(Dataset items)

** START **

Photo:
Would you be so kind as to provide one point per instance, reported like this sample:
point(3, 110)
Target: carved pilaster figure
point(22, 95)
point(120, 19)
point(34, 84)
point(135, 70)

** END **

*What you have to do*
Copy out the data shown above without altering anything.

*Answer to the problem*
Photo:
Would you be so kind as to provide one point per instance, reported like this sample:
point(3, 110)
Target: carved pilaster figure
point(22, 95)
point(120, 19)
point(34, 84)
point(135, 70)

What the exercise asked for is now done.